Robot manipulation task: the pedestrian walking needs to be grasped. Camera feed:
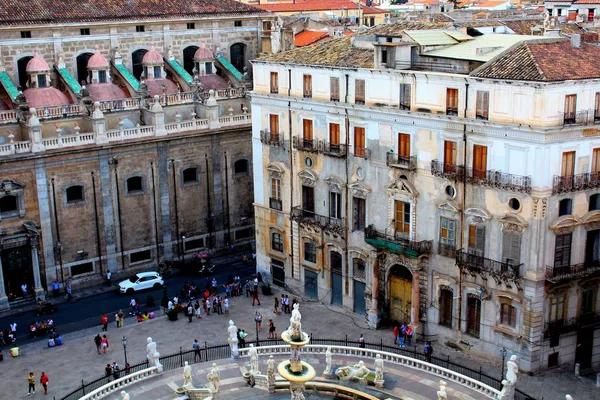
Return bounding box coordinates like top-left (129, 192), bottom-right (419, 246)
top-left (100, 314), bottom-right (108, 332)
top-left (192, 339), bottom-right (202, 362)
top-left (100, 335), bottom-right (108, 354)
top-left (27, 372), bottom-right (35, 396)
top-left (94, 334), bottom-right (102, 354)
top-left (40, 372), bottom-right (50, 394)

WRITTEN REQUEST
Format each line of the data above as a numbered list, leaving out blank lines and the picture.

SOLUTION TO THE EXERCISE
1. Robot manipulation task: the pedestrian walking needs to be grasped. Camera feed:
2. Return bounding box coordinates like top-left (129, 192), bottom-right (419, 246)
3. top-left (100, 314), bottom-right (108, 332)
4. top-left (192, 339), bottom-right (202, 362)
5. top-left (100, 335), bottom-right (108, 354)
6. top-left (27, 372), bottom-right (35, 396)
7. top-left (94, 334), bottom-right (102, 354)
8. top-left (40, 372), bottom-right (50, 394)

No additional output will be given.